HOW TO COMPLETE THIS TASK –
For this exercise, the lines from the one with "In this exercise you will mark the night" through the final line of the data below are to be transcribed exactly, and pictures are to be skipped.

RECORDS FOR THIS EXERCISE –

↓↓↓

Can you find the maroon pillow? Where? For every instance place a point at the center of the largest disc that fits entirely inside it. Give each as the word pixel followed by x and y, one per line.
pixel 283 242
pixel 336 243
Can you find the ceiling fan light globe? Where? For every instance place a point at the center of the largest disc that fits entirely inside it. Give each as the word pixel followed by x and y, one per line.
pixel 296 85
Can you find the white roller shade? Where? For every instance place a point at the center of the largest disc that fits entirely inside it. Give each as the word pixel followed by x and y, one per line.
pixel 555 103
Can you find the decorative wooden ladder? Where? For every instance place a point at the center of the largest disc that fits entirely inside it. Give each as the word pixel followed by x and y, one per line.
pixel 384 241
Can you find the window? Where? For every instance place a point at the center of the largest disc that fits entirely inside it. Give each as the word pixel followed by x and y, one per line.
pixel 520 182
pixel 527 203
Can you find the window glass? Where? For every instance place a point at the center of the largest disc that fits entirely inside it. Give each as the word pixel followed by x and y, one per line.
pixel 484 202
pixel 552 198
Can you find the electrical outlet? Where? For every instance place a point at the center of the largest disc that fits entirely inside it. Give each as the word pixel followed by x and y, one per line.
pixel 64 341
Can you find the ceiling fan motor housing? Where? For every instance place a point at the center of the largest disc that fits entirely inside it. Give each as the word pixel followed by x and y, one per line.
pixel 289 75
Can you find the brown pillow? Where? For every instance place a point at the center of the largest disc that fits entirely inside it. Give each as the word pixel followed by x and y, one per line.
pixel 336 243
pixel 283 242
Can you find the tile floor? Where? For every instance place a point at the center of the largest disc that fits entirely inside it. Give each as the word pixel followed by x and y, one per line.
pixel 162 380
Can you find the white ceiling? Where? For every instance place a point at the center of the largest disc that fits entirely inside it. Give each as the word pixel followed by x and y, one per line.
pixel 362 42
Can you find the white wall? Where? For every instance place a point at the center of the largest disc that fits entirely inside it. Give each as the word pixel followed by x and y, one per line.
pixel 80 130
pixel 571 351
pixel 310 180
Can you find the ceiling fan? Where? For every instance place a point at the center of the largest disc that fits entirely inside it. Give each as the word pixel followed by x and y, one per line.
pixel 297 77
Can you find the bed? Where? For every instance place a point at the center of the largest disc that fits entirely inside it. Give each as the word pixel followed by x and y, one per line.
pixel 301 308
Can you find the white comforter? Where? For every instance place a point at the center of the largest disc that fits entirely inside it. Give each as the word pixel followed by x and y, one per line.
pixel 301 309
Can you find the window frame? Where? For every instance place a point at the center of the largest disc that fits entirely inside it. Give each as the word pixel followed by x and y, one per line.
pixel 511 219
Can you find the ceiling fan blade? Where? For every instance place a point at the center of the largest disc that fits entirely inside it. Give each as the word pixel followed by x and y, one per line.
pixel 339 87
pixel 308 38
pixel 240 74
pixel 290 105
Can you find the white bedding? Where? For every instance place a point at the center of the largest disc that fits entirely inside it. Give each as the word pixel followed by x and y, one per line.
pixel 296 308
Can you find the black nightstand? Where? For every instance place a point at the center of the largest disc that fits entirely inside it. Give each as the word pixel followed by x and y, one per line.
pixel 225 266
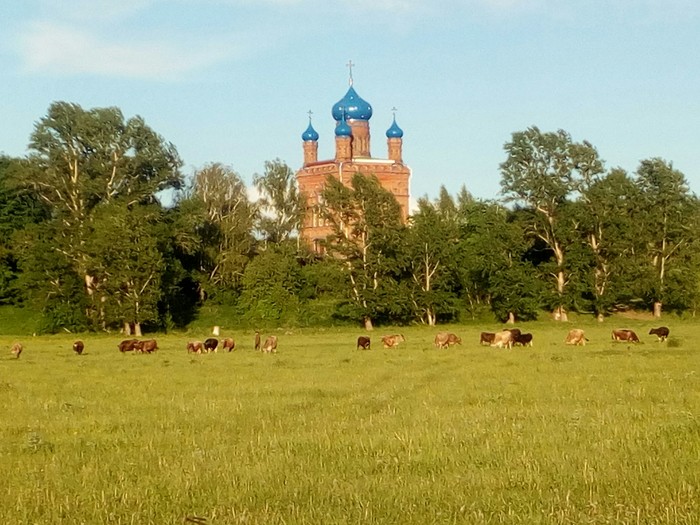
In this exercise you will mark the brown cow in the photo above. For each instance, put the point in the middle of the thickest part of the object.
(211, 344)
(625, 335)
(148, 346)
(522, 339)
(78, 347)
(503, 339)
(486, 338)
(363, 342)
(446, 339)
(392, 341)
(270, 345)
(194, 347)
(576, 337)
(661, 333)
(128, 345)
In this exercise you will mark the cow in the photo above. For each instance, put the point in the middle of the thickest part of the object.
(148, 346)
(486, 338)
(194, 347)
(522, 339)
(363, 342)
(576, 337)
(392, 341)
(128, 345)
(661, 333)
(503, 339)
(78, 347)
(211, 344)
(446, 339)
(270, 345)
(625, 335)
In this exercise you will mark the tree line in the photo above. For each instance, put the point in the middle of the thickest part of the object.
(102, 231)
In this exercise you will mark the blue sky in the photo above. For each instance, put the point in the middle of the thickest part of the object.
(231, 81)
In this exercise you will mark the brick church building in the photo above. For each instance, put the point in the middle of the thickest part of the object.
(352, 155)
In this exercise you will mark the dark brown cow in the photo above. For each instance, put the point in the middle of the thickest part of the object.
(446, 339)
(211, 344)
(148, 346)
(194, 347)
(661, 333)
(522, 340)
(363, 342)
(78, 347)
(128, 345)
(486, 338)
(392, 341)
(270, 345)
(625, 335)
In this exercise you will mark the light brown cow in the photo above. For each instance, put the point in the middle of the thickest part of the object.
(392, 341)
(270, 345)
(446, 339)
(194, 347)
(576, 337)
(503, 339)
(625, 335)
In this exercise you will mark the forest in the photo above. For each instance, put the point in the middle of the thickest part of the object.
(102, 230)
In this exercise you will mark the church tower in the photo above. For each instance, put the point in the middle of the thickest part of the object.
(352, 155)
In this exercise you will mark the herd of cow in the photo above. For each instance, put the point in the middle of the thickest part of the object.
(507, 338)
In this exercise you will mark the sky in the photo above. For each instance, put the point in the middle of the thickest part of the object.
(232, 81)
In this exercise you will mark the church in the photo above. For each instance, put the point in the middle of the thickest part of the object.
(352, 155)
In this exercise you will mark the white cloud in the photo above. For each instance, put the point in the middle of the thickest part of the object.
(46, 47)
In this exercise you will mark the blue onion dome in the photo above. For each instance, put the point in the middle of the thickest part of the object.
(343, 128)
(354, 107)
(310, 133)
(394, 132)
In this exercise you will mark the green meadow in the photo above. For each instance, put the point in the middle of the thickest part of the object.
(321, 433)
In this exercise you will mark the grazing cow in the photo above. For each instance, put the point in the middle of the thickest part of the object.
(211, 344)
(363, 342)
(522, 339)
(446, 339)
(486, 338)
(503, 339)
(128, 345)
(270, 345)
(78, 347)
(392, 341)
(576, 337)
(661, 333)
(148, 346)
(625, 335)
(194, 347)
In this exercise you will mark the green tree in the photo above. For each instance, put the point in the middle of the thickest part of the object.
(366, 237)
(542, 171)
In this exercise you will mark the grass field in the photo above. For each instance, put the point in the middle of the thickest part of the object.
(321, 433)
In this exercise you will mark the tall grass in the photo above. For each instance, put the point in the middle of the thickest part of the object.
(321, 433)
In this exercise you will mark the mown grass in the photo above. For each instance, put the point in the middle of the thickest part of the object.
(321, 433)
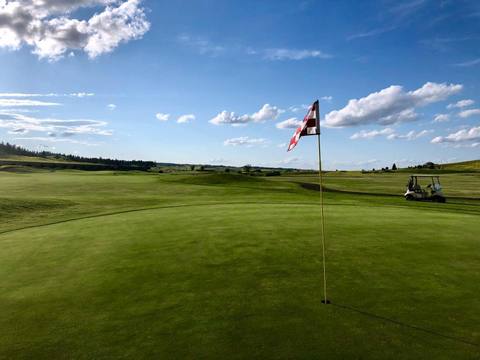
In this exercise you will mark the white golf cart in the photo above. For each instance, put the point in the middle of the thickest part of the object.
(432, 192)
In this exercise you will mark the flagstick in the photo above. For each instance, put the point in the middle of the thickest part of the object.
(325, 300)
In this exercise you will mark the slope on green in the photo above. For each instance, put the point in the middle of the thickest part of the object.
(144, 266)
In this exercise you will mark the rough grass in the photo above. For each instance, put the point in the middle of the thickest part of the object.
(154, 266)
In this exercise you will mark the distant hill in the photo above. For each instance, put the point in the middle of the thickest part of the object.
(16, 155)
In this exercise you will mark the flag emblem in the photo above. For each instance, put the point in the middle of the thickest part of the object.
(309, 126)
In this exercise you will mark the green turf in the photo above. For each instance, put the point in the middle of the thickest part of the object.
(115, 265)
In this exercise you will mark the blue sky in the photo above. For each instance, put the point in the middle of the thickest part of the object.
(225, 81)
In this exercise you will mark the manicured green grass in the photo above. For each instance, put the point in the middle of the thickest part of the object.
(114, 265)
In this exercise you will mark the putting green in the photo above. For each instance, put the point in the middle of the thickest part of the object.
(242, 281)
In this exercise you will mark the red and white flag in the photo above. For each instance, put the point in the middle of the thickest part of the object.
(309, 126)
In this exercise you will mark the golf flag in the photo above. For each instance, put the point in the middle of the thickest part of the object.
(309, 126)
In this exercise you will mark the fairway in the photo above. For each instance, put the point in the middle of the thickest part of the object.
(115, 265)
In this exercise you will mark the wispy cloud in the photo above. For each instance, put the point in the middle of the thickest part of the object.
(57, 140)
(411, 135)
(47, 26)
(291, 123)
(468, 63)
(371, 33)
(294, 54)
(470, 136)
(364, 134)
(22, 124)
(267, 112)
(33, 95)
(244, 141)
(202, 45)
(25, 102)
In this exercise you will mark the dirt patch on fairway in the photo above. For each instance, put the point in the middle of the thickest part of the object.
(10, 208)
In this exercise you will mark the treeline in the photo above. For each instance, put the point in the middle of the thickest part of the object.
(11, 149)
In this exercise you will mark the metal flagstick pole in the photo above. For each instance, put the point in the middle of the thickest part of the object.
(325, 300)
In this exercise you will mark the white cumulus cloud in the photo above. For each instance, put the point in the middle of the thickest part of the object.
(291, 123)
(162, 116)
(47, 26)
(185, 118)
(468, 113)
(441, 117)
(465, 136)
(411, 135)
(461, 104)
(389, 106)
(364, 134)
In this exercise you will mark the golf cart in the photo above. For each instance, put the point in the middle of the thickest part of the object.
(432, 192)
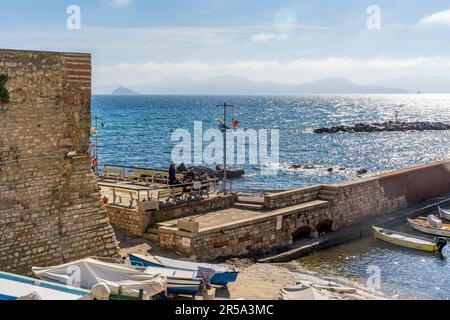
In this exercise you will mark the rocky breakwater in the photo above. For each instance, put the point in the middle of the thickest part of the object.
(386, 126)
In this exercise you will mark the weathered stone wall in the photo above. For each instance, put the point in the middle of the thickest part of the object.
(50, 209)
(267, 232)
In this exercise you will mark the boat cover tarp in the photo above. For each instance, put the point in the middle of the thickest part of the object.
(434, 221)
(186, 265)
(89, 272)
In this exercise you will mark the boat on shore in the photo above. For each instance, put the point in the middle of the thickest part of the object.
(444, 214)
(422, 225)
(223, 274)
(410, 241)
(14, 287)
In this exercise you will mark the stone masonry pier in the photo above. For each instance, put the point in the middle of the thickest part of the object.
(304, 213)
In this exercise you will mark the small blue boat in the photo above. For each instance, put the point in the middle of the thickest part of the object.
(13, 287)
(224, 274)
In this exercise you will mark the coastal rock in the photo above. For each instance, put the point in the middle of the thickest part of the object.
(386, 126)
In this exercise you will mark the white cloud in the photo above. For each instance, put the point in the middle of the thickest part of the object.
(117, 3)
(441, 17)
(263, 37)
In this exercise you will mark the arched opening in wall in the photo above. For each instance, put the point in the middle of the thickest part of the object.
(324, 227)
(301, 233)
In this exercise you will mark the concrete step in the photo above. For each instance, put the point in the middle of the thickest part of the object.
(328, 192)
(248, 206)
(251, 200)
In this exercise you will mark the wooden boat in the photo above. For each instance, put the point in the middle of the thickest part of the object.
(410, 241)
(224, 274)
(421, 224)
(131, 278)
(13, 287)
(444, 214)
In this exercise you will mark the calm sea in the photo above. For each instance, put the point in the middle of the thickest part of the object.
(136, 130)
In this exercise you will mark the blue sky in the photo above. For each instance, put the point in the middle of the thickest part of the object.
(134, 42)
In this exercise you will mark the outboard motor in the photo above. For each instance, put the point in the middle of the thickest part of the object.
(441, 243)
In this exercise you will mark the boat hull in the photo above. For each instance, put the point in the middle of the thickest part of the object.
(405, 241)
(427, 229)
(220, 278)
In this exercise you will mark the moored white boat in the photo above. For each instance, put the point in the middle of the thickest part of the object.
(89, 272)
(13, 287)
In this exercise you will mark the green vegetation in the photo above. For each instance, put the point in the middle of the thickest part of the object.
(4, 94)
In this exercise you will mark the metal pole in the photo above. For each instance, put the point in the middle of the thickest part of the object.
(225, 149)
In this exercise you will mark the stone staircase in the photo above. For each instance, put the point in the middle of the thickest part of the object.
(249, 203)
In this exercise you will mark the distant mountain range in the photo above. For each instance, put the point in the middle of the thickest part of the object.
(122, 91)
(227, 85)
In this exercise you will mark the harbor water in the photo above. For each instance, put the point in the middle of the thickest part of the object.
(136, 130)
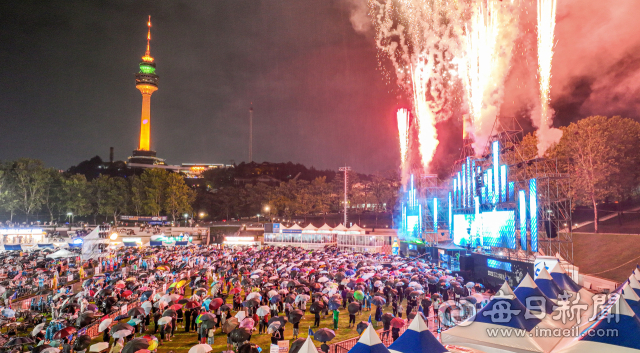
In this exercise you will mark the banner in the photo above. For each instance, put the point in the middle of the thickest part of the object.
(283, 346)
(143, 218)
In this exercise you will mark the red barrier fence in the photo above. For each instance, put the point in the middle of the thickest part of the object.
(346, 345)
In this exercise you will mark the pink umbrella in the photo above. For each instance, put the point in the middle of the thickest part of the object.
(248, 323)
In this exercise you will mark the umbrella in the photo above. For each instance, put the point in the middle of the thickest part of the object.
(45, 348)
(281, 319)
(378, 301)
(263, 311)
(239, 335)
(37, 329)
(362, 325)
(397, 322)
(215, 303)
(297, 344)
(82, 342)
(135, 345)
(64, 332)
(200, 348)
(136, 311)
(104, 325)
(387, 317)
(274, 327)
(18, 341)
(353, 307)
(358, 295)
(324, 335)
(229, 325)
(295, 315)
(240, 315)
(247, 323)
(99, 347)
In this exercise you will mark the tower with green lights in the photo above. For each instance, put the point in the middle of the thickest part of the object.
(147, 83)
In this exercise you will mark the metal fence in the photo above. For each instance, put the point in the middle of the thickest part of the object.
(346, 345)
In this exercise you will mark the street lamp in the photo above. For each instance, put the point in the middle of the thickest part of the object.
(268, 210)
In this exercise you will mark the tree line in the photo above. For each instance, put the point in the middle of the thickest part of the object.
(225, 199)
(30, 189)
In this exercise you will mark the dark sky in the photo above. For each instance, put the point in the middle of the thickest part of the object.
(67, 88)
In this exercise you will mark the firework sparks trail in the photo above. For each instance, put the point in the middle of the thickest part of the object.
(546, 26)
(422, 45)
(403, 133)
(481, 48)
(490, 34)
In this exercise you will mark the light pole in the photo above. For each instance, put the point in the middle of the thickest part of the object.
(70, 216)
(346, 170)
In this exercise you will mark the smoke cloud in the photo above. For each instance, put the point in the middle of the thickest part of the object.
(359, 15)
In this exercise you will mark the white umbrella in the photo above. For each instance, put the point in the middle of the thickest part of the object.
(50, 350)
(37, 329)
(240, 315)
(200, 348)
(147, 307)
(263, 311)
(99, 347)
(121, 334)
(104, 325)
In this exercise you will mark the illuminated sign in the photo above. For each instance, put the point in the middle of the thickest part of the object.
(143, 218)
(20, 231)
(495, 149)
(522, 205)
(500, 265)
(533, 211)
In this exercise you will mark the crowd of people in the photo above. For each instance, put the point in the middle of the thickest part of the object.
(230, 294)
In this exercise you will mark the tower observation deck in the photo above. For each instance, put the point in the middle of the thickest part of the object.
(147, 83)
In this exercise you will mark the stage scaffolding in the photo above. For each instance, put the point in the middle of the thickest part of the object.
(554, 204)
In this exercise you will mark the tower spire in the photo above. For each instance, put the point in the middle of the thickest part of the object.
(147, 55)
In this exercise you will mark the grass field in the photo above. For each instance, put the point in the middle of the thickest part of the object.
(595, 253)
(182, 341)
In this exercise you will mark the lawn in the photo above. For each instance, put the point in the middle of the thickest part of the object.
(182, 341)
(595, 253)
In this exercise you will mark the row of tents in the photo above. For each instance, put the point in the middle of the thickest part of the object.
(549, 314)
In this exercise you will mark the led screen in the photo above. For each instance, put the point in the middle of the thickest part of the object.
(463, 225)
(495, 228)
(499, 229)
(412, 224)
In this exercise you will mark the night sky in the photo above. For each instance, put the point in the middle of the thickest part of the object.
(67, 87)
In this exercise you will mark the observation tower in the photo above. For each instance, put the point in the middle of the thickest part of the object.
(147, 83)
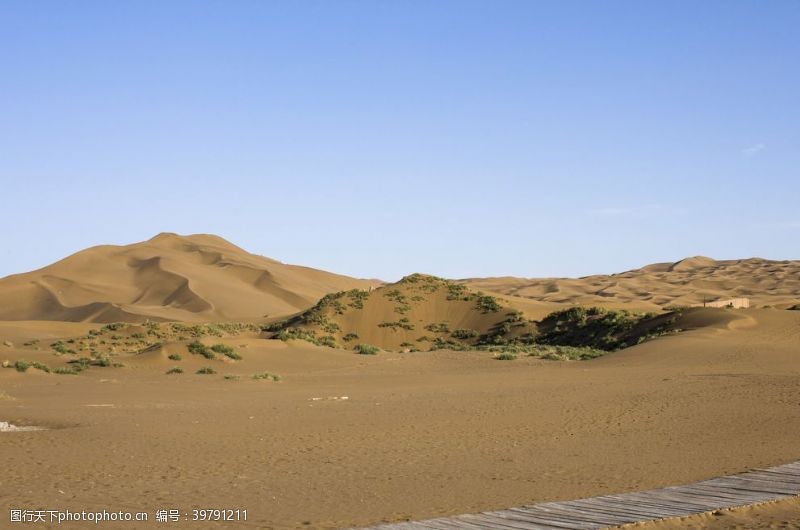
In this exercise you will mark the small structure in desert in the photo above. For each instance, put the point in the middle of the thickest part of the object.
(735, 303)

↑↑↑

ANSWER FOR THE TASK –
In this exercise you will mark the night sky in the photo above. For each instance, put the point in the middle of the thickest part of the object.
(67, 87)
In this exercise you will mark the observation tower in the photo above. For each instance, put the point in the middle of the thickest part of the object.
(147, 83)
In this exercise you will mark the small structure in desert in the photo above. For each instance, put the point in the middle of the thickest part of the object.
(735, 303)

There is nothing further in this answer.